▶ **Document excerpt**:
Ferebee asks: Where do middle school kids belong?

PHOTO: Scott Elliott
Harshman Middle School has seen a major turnaround in test scores.

(Lewis Ferebee, superintendent of Indianapolis Public Schools, sat down with Chalkbeat Indiana Bureau Chief Scott Elliott Monday night at the downtown public library for a one-on-one interview sponsored by WFYI. The full interview will be broadcast online next week and Chalkbeat will publish more excerpts from the conversation over the next few days.)

Since his arrival in Indianapolis seven months ago, IPS superintendent Lewis Ferebee has expressed some concerns about the grade configuration and set up of the district’s middle and high schools. The district has two magnet middle schools for students in grades 7 and 8: Harshman and Longfellow. But students in grades 6 to 8 can also attend three 6-12 magnet high schools: Broad Ripple, Crispus Attucks and Shortridge. Or students in grades 7 and 8 can attend one of three 7-12 community high schools: George Washington, Northwest or John Marshall.

There’s even more options. Key learning community serves grades K-12. Two elementary schools serve grades K to 7: School 106 and School 27. Nine elementary schools are K-8: School 2, School 19, School 31, School 43, School 46, School 56, School 84, School 87 and School 91. There’s even a school for grades 2 to 7, Sidener Academy, a magnet school for gifted kids.

IPS’s lineup of schools was dramatically changed by state takeover in 2012. Now four former IPS schools are independently managed by outside organizations under contracts with the state: Donnan Middle School for grades 7 and 8; Manual High School for grades 9 to 12 and Howe and Arlington high schools for grades 7 to 12.

That leaves IPS with just one 9 to 12 high school in Arsenal Tech. High school students can attend the three 6-12 magnet high schools or the three 7-12 high schools. Plus K-12 Key Learning Community and the new Gambold Prep High School (serving grades 9-10) have high school students.

In the interview, Ferebee said he is considering how to reorganize middle and high schools, including grappling with ways to create clearer paths for students to follow from elementary to high school. Among the potentially big questions is whether IPS should have separate middle schools at all or if all non-magnet high school students should be on one campus.

Finally, Ferebee address concerns about Harshman Middle School, an IPS showcase for its big test score turnaround over the past four years, in the wake of the news Principal Bob Guffin and Assistant Principal Dana Altemeyer both are leaving the school.

Here’s what Ferebee had to say:

Where do middle school students belong?

▶ **Information provided**:
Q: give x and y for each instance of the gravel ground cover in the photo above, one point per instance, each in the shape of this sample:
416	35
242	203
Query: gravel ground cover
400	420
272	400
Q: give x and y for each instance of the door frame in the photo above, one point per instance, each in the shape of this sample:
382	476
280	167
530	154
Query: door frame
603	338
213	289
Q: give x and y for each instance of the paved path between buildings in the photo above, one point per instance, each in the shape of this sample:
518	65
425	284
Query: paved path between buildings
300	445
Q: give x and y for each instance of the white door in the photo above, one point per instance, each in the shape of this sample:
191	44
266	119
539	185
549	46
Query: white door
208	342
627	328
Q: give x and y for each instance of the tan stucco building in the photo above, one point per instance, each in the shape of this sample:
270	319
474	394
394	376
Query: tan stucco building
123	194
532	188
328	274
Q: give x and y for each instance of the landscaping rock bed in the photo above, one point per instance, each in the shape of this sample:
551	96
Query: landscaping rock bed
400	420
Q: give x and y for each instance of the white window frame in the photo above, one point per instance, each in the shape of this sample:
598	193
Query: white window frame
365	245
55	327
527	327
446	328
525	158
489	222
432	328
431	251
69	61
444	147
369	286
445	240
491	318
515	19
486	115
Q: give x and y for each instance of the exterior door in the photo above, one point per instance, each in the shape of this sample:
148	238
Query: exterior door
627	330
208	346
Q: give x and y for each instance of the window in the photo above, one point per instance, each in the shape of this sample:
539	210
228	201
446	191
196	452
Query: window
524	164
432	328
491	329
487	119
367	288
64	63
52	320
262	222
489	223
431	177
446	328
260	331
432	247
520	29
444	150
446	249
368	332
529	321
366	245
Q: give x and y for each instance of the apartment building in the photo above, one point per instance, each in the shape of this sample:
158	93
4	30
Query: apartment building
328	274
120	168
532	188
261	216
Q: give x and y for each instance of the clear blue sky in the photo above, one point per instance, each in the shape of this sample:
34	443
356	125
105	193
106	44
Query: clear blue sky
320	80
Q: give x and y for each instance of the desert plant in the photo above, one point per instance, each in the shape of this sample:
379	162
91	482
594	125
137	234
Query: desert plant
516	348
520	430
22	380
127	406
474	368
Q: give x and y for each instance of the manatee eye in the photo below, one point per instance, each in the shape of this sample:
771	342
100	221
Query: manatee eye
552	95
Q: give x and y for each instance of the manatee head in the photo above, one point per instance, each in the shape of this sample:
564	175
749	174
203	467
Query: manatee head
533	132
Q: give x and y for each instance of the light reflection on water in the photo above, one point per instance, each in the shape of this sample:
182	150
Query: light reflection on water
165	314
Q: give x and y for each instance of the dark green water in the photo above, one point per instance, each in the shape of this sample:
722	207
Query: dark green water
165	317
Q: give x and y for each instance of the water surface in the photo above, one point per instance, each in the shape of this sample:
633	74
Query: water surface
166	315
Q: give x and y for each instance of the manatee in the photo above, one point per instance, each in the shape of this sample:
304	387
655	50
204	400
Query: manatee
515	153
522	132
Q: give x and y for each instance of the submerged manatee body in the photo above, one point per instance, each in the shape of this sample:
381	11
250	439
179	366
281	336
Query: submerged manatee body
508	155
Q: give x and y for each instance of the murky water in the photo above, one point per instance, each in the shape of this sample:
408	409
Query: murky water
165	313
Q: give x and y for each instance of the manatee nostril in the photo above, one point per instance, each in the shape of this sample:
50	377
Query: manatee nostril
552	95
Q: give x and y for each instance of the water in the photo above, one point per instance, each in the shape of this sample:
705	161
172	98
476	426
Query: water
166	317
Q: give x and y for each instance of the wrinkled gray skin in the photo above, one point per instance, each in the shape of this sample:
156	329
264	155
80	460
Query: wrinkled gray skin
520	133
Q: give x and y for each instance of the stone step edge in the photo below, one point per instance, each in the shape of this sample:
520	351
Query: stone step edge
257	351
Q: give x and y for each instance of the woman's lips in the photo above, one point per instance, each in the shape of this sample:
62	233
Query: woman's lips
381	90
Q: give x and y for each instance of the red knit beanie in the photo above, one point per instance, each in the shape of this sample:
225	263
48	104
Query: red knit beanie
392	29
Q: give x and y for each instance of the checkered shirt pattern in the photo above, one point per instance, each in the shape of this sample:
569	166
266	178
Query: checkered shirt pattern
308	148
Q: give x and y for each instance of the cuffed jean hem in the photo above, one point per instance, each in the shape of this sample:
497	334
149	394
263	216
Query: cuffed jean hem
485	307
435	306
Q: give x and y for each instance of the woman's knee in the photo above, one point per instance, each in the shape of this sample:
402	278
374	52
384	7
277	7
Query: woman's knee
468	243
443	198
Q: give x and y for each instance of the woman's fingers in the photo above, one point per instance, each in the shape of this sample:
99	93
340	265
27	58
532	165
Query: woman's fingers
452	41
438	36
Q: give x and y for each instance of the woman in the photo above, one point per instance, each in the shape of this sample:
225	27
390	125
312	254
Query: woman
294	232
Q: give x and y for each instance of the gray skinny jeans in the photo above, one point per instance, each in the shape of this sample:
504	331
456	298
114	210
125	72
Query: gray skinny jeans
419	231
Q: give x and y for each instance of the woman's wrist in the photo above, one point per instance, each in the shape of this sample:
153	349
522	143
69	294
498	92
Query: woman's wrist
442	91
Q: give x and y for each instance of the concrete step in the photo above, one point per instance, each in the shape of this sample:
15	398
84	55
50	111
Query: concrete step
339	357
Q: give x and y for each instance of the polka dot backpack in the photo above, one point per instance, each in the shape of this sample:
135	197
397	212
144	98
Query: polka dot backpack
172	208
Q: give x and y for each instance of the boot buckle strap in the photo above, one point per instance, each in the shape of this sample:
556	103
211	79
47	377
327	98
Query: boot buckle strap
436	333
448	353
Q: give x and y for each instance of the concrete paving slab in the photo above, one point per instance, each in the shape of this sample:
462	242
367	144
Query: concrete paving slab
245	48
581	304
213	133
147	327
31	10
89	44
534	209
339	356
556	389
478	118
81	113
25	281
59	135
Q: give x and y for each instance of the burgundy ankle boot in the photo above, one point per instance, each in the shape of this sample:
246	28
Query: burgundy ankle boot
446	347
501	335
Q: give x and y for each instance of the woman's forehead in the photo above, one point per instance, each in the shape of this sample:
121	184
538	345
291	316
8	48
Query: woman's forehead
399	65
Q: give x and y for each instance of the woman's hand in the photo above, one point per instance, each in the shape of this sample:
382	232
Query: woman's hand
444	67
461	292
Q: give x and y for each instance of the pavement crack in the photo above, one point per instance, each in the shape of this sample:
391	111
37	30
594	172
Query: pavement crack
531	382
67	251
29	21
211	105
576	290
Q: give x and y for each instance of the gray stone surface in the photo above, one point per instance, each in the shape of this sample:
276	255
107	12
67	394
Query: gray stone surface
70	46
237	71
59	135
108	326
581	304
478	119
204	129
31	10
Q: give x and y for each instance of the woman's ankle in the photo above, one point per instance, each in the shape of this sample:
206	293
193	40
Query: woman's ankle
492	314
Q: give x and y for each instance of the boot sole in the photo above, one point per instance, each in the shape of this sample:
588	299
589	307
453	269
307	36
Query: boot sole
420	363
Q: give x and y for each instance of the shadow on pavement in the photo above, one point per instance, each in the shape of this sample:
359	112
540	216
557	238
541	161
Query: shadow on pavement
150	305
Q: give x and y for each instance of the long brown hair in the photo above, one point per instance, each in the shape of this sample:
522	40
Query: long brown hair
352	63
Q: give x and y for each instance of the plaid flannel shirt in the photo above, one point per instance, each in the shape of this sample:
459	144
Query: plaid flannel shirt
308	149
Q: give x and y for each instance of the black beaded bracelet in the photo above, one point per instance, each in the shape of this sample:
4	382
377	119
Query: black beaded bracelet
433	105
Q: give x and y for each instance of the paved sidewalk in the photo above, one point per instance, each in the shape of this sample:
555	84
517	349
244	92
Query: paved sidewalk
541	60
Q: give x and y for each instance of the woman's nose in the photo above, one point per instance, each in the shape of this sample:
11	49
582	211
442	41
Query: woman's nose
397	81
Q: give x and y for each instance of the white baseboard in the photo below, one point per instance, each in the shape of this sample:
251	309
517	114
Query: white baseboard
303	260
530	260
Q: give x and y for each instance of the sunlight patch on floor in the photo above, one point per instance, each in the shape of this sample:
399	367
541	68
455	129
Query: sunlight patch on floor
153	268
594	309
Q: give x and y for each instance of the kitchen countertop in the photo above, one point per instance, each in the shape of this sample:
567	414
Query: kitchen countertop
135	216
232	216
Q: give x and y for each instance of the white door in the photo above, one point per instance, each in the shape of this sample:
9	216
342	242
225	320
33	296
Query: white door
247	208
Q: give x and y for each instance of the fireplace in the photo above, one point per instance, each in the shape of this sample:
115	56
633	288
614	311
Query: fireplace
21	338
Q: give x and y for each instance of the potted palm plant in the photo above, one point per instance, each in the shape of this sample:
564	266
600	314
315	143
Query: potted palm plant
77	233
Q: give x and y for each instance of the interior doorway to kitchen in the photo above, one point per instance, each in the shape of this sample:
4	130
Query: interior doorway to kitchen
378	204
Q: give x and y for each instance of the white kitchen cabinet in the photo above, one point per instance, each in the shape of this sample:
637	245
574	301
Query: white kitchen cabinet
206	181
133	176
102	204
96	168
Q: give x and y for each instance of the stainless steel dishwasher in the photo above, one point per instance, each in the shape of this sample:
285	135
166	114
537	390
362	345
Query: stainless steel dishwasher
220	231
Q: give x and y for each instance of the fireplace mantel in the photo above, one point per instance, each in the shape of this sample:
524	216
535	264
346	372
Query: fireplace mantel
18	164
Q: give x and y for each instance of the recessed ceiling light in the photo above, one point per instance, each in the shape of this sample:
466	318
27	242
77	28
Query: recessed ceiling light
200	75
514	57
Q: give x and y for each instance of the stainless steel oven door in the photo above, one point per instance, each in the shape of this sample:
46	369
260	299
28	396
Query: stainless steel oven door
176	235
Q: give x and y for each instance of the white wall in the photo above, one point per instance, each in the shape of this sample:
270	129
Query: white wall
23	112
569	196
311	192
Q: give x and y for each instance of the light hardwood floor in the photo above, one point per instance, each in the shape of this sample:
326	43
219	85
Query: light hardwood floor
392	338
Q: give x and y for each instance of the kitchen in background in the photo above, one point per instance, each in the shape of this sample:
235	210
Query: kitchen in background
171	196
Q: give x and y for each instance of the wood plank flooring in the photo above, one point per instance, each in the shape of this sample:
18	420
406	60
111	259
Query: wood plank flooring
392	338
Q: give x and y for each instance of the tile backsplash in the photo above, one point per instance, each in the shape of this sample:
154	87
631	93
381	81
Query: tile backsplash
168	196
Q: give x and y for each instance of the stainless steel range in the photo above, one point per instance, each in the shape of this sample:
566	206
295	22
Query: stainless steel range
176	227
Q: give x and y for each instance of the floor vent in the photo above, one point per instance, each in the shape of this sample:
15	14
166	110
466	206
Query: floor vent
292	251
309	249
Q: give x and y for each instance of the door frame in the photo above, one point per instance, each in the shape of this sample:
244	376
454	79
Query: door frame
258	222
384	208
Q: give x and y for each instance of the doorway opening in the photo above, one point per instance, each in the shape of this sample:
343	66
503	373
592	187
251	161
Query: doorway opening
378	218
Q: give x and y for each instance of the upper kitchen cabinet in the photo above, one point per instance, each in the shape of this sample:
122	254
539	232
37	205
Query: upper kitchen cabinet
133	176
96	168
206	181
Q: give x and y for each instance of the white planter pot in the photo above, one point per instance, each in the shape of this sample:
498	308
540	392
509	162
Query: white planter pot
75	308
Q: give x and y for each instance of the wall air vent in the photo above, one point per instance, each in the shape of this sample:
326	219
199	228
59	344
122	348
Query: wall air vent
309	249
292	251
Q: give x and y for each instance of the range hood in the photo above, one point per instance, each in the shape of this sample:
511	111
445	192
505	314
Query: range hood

▶ **Problem 1**: In the article on IPS middle schools, turn the paragraph beginning "There's even more options" into a short list that keeps each school and its grade range.
▶ **Problem 2**:
Answer these from the article on IPS middle schools:
(a) Which two magnet middle schools serve grades 7 and 8?
(b) In what year did state takeover change IPS's lineup of schools?
(c) Which school is IPS's only 9 to 12 high school?
▶ **Problem 3**: Carry on with the article on IPS middle schools from its final heading, "Where do middle school students belong?"

▶ **Answer 1**:
- Key Learning Community: grades K-12
- Grades K to 7: School 106 and School 27
- Grades K-8 (nine schools): School 2, School 19, School 31, School 43, School 46, School 56, School 84, School 87 and School 91
- Grades 2 to 7: Sidener Academy, a magnet school for gifted kids

▶ **Answer 2**:
(a) Harshman and Longfellow
(b) 2012
(c) Arsenal Tech

▶ **Answer 3**:
It’s very challenging for our families and students because we have multiple configurations of grade for our schools. So we have K-5, K-6, 7-8, 7-12, 6-12 and so what we are seeing in our stakeholder feedback, and what I’ve heard from our constituents through the town halls and our focus groups, was there are not clear pipelines for students to matriculate from elementary school through secondary.

For example, If I want to go to Crispus Attucks Magnet High School, I’ve got to leave my K-6 to go their in 6th grade and I go there from 6 to 12. If I’m attending a K-8 school we really don’t have any 9-12 schools for the students to attend. So you’re asking that eighth grader to transition to a high school where some students have been since the sixth grade or some students have been since seventh grade.

It’s very convoluted for students and families. There could be clearer streams for students to flow through as we think about our K-12 continuum. I also think it’s very challenging for the few middle grade stand alone schools we have. As a middle school principal, it was very challenging for grade 6 to 8. And in some cases we got them in one year and got them out the other year. That’s difficult.

As a middle school principal, one of the things I enjoyed was having students for multiple years. So I believe we need to create models where we give families options that will provide a clear continuum of K-6, 6-8, 9-12 where parents can see this is where we’re going to start and this is where we’re going to graduate. Right now I don’t think that’s really clear for a lot of our families.

Honestly, we’ve done some grade configurations based on keeping students in IPS or to address the takeover challenge we had a few years ago. I just don’t believe that is the right way to configure. It has to be more strategic and thoughtful for our families.

IPS’s high school students all could fit in all one high school. Should we do that, perhaps at Arsenal Tech?

We’re having those conversations now. Grade configuration is one part of the domino, but efficiency is the other side. It’s more efficient to have more students at one site, but is that the best learning environment is what we have to ask ourselves. What we’re finding in the feedback we received from our stakeholders, and it’s very documented as well in research, is that in smaller learning environments, typically students do better. It costs more, but typically the students perform better.

Those are decisions we have to grapple with going forward. What is the right grade configuration? What is the right setting for our students? Do we want the massive traditional high school or do we want smaller learning environments? Or do we want to land between the two? Those are discussions we are having right now.

What’s important for us to consider is what the curricular needs are, and what the academic needs are, for our students and create programming for our families around that. That’s important when you think about the conversation we had about middle school because we’re bleeding at middle school and high school. We start with about 3,500 kindergarteners. Gradually that number over time gets smaller and smaller and it gets almost to 1,500 to 1,000 students who get to ninth grade.

What that tells me and our commissioners is we don’t have the right options when we begin to lose students in middle grades and we don’t have the right options that are attractive for students when they matriculate to high school. I am very excited about doing our work differently there to retain those students and give those students options to get them ready for career and college.

Sustaining success is a real challenge for IPS. People are talking now about Harshman Middle School. The assistant principal left recently and now the principal has announced plans to leave for another job. This has been an example of an IPS school that made a remarkable turnaround. How can it be sustained?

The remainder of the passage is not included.